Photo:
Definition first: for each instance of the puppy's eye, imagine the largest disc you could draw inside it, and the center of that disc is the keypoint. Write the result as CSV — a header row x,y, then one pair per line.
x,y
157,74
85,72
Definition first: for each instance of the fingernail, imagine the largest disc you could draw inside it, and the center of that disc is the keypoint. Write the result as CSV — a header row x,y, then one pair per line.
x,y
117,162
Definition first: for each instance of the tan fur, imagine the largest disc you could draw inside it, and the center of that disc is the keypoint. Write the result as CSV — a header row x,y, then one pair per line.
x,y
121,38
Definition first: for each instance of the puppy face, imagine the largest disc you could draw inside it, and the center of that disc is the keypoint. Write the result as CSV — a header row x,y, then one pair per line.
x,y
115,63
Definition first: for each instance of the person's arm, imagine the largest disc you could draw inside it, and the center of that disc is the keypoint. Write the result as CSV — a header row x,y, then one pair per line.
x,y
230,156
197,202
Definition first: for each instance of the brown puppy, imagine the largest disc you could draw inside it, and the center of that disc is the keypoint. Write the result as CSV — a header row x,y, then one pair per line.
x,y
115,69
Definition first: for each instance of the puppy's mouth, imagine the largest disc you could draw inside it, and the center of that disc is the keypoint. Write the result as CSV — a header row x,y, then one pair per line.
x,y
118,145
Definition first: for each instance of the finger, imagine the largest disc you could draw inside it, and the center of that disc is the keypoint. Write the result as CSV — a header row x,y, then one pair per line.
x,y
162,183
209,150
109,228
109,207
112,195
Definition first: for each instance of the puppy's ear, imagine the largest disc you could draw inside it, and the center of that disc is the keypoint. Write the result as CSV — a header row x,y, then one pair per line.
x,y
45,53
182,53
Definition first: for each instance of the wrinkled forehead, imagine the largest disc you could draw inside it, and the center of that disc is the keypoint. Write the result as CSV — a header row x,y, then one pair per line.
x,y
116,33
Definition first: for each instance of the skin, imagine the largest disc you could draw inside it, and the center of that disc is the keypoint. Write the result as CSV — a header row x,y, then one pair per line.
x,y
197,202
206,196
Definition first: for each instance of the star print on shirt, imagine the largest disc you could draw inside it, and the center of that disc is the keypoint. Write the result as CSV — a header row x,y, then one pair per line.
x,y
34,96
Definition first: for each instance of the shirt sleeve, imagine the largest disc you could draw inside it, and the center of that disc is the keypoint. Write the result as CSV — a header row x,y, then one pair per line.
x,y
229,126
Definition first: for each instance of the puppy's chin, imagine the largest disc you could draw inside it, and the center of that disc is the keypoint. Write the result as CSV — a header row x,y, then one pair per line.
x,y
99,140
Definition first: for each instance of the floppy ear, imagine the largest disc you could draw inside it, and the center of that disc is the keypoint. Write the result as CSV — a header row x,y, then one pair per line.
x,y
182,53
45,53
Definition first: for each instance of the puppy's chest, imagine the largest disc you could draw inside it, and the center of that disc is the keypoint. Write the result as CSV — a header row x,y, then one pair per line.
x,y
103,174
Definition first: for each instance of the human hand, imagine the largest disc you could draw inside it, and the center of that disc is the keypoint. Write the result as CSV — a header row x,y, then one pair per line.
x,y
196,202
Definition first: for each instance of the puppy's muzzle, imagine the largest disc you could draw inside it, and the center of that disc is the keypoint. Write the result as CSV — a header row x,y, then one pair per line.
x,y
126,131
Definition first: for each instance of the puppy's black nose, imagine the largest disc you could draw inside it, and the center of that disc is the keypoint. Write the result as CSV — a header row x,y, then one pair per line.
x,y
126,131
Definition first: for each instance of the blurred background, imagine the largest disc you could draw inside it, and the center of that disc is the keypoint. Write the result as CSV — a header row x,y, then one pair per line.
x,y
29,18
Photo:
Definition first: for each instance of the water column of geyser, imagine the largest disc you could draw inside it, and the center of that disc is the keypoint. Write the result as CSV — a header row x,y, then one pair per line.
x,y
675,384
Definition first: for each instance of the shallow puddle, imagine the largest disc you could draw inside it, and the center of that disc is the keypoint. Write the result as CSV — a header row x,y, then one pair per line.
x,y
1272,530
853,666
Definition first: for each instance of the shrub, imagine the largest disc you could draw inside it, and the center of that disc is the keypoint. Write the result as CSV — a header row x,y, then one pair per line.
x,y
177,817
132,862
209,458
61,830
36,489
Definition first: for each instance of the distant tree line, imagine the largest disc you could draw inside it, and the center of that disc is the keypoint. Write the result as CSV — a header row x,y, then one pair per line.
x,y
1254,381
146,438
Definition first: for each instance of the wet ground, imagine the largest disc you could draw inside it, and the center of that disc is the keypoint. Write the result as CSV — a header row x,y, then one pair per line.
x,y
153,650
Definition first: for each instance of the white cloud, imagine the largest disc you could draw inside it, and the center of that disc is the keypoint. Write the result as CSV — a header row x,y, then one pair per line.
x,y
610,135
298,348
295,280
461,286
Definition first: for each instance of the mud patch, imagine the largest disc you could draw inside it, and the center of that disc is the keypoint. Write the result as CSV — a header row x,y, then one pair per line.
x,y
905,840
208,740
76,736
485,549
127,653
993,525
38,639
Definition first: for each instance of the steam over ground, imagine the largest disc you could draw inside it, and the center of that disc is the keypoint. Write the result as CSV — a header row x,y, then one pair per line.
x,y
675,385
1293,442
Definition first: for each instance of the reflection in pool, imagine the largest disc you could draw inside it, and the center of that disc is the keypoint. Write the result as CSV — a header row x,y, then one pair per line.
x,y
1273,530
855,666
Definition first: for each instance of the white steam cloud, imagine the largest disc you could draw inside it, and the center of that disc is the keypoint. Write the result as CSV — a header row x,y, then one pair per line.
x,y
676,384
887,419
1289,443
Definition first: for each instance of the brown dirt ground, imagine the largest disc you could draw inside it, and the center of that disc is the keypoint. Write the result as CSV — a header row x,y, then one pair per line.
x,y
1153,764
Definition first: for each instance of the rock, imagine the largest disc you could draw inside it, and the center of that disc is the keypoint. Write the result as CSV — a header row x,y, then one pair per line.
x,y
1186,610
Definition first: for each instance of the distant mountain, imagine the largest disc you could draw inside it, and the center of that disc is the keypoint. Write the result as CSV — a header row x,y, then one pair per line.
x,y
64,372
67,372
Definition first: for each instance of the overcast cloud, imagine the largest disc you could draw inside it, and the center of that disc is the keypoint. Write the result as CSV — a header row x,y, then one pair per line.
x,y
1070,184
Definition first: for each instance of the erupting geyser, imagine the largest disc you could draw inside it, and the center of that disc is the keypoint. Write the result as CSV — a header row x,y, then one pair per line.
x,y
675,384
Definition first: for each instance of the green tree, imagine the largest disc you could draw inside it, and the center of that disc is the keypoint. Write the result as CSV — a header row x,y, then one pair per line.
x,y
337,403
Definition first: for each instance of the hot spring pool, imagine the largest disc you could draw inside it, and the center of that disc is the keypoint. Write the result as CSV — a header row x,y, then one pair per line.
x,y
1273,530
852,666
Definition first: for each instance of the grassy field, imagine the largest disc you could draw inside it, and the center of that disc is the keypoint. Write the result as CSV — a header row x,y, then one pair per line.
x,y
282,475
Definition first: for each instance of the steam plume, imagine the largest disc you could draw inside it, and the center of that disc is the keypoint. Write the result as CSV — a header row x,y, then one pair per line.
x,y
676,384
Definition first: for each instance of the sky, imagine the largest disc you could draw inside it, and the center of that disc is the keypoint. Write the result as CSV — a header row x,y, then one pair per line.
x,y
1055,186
────
→ Work request
Print the data above exactly as it reads.

→ Task output
Photo:
Definition first: for each instance of the puppy's eye, imagine the largest disc you could draw inside it, and the center of that disc is the keypoint. Write the result as CSV — a header row x,y, then one pair per line.
x,y
157,74
85,72
Definition first: for each instance of the fingernail, imagine the largest disc you could draw inside it, and the center of that disc is the keypoint. Write the result as CSV — a header row x,y, then one pair per line.
x,y
117,162
Definition first: for each instance of the tan fur, imagine the largest disc you could draw inside it, and the center of that disc is the keypoint. Write the result as CSV — a header row x,y, then one pair per line.
x,y
121,38
Definition first: for each instance of the puppy face, imagine the largest disc you could draw inside it, and the center of that disc is the keypoint. Write the result as CSV — a header row x,y, then one pair per line.
x,y
115,63
Definition first: for each instance of the person's arm, imagine the largest disc you could draw inside it, and the center of that disc is the keypoint. Write the result as CSV — a header row x,y, then one pair per line.
x,y
230,156
197,202
Definition first: for each instance of the brown puppy, imagine the largest disc you could draw inside it, and the center of that disc is the keypoint. Write the result as CSV — a header row x,y, then one pair per line.
x,y
115,69
Definition first: for each instance of the puppy's mouth, imagine the largest disc you could draw inside it, and the center of that disc is the keypoint. Write the result as CSV — a header row x,y, then one pair per line.
x,y
118,145
Definition first: for each instance of the finger, imagine the largest disc you could draw inside it, and the center of that disc is the keypoint. Write the result as CSV — a header row x,y, then one pair per line.
x,y
162,183
209,150
109,228
109,207
112,195
Definition first: for each instance of the puppy's ear, imagine the largest disc you could draw inside it, and the center of that disc is the keypoint. Write the result as CSV — a header row x,y, then one pair per line.
x,y
45,53
182,53
Definition first: for each instance of the wrinkled forehead, imagine the largest disc you could draw inside it, and the center of that disc is the keypoint. Write the result as CSV — a header row x,y, then one pair per line.
x,y
116,33
Definition first: for each instance of the skin, imagine the largest disc you could draw inside it, and the center of that disc is the keypoint. Write the result as CSV — a header row x,y, then one pair per line.
x,y
197,202
206,196
Definition first: for each instance of the star print on shirt, imagine the largest disc you could draw inside it, and the center of that disc is the keypoint. Write the result as CSV — a header row x,y, then one pair per line.
x,y
34,96
Definition first: for each instance of the shirt sleeve, imagine the largest disc you could draw inside it, and the center of that disc is the keypoint. Write the result as CSV — a header row x,y, then one pair per line.
x,y
229,126
Definition first: for each instance of the puppy's chin, imagine the largest disc you could draw inside it, and the center of that disc is the keypoint. Write the result as CSV — a header row x,y, then one pair per line.
x,y
99,140
Definition first: for each instance of the floppy ear, imagine the largest disc you could draw inside it, and the center of that disc is the keypoint. Write the result as CSV — a header row x,y, then one pair per line.
x,y
182,53
45,53
Definition first: for each instance of the puppy's chest, imagine the largest disc you could draw inside it, and the center of that disc is the keypoint. Write the result as CSV — a header row x,y, then one pair per line.
x,y
103,174
Definition first: for each instance of the human hand, imagine the largest disc you could draw inside it, and the center of that disc is the keypoint. Write the result as CSV — a header row x,y, then one pair per line.
x,y
196,202
Definition first: for each instance of the puppy's muzzle, imagine the largest disc you could draw inside it, and the center of that disc is the keypoint. Write the result as CSV — a header row x,y, then one pair per line.
x,y
126,131
Definition first: for each instance of the puppy's black nose, imagine the largest disc you could draw inside it, and the center of that disc is the keypoint. Write the result as CSV — a header row x,y, then one pair per line.
x,y
126,131
Definition first: for each instance of the blurred background, imagine the largest disc you could draw inside it, and the center of that disc is the keypoint. Write the result as CSV — a header row x,y, then one pair per line.
x,y
29,18
Photo:
Definition first: for each instance of the water column of geyser, imagine the largest disc you could draw inside it, and the center of that disc is the keypoint. Write the result as CSV — a header row x,y, then one pair per line.
x,y
675,384
Definition first: for each instance of the shallow puddle, imagine the largest disc you could draw inside it, and the center of that disc is the keypoint. Write the result as CSV — a header row x,y, then one pair per line.
x,y
1272,530
853,666
Definition first: for each instance of the shrub, imagine the largest disc you could draw inside it, and the center of that disc is the keypoint. Write the result as CSV — a header row x,y, then one pair per line.
x,y
177,817
132,862
209,458
61,830
36,489
Definition first: for each instance of the distant tree line, imagine the largest disc you could draw inside it, and the center of that disc is the keypoint. Write the result as CSV — a header row x,y, then one pair per line.
x,y
1254,381
146,438
Definition first: for each instance of the wet ground, imagine the largest disc you could draw inside it, and the center of that disc is the keypoint. Write the result as CSV — a header row x,y, then one pair per line.
x,y
153,650
Definition first: for each instance of the white cloud, imagine the largest disc you could draw inside it, and the center of that disc is the keypoint. Write the result as CSV — a header row x,y, then one pair per line.
x,y
610,135
298,348
295,280
461,286
Definition first: for each instance of the mud patch, imagine the largest disc you could draw inside it, and the center of that disc is the keypoint. Write the result as CSV — a header row x,y, then one pair per line.
x,y
905,840
208,740
76,736
485,549
127,653
993,525
38,639
Definition first: for each instance of the steam over ground, imagine the largest disc you could draw inside it, and the center of that disc is the keypoint. Write the result as CSV — a header row x,y, then one pair per line.
x,y
675,385
1293,442
Definition first: for each instance of the reflection in pool, imagine the largest disc you could draw inside it, and the center of that disc is the keypoint. Write the result as CSV — a header row x,y, then one pair per line.
x,y
1273,530
855,666
Definition first: for each instance of the white steam cloud, imagine the largest disc you could draw inside it, and the center of that disc is the keypoint. Write the result as CSV — a header row x,y, then one pair per line.
x,y
676,384
887,419
1289,443
Definition first: for each instance of the brown dirt ground, imagine the largest disc you could draw inside it, and the center of that disc is the keypoint. Write the result as CSV — a header row x,y, then one pair per line.
x,y
1153,764
Definition first: for each instance of the rock, imagine the largest disc you could draw inside it, and the center of that disc is the keypoint. Write the result as CSV — a header row x,y, then one pair per line.
x,y
1186,610
Definition first: for each instance of the distant mountain, imagine the largest disc you could draw inside it, and the center of that disc is the keypoint. Write the result as CSV — a header row x,y, then one pair per line.
x,y
64,372
67,372
Definition first: for each instance of the overcast cloud, imagine the largest disc you could draw inside it, and the center of that disc is the keypoint. Write the result as CSV — a header row x,y, then one pair per line.
x,y
1070,184
Definition first: for each instance of the erupting geyser, imagine the largest disc you could draw inside it, and the center of that disc is the keypoint. Write the result as CSV — a header row x,y, then one pair per line.
x,y
675,384
Definition first: for each instance of the green tree, imagine the largest disc you could draw inside it, and the center of that disc is the keypoint. Write the result as CSV — a header row x,y, then one pair per line.
x,y
337,403
Definition first: for each instance of the hot spring pool, imagine the largest disc you could draw inside it, and the center of that disc is the keypoint. Write the result as CSV — a header row x,y, then one pair per line.
x,y
1273,530
852,666
Definition first: for each instance of the grassy field, imagine the largest disc you could draw inside it, and the center of that disc is the keypoint. Write the result as CSV — a header row x,y, then one pair per line.
x,y
282,475
Definition first: for each instance of the steam plume, imagine the largest disc you could draw inside it, and the center of that disc is the keypoint. Write the result as CSV — a header row x,y, then one pair per line.
x,y
676,384
Definition first: for each instance of the sky, imagine the largest disc you could draw inside it, and the center of that disc is the keypoint. Write the result as CSV — a header row x,y, then one pair per line.
x,y
1055,186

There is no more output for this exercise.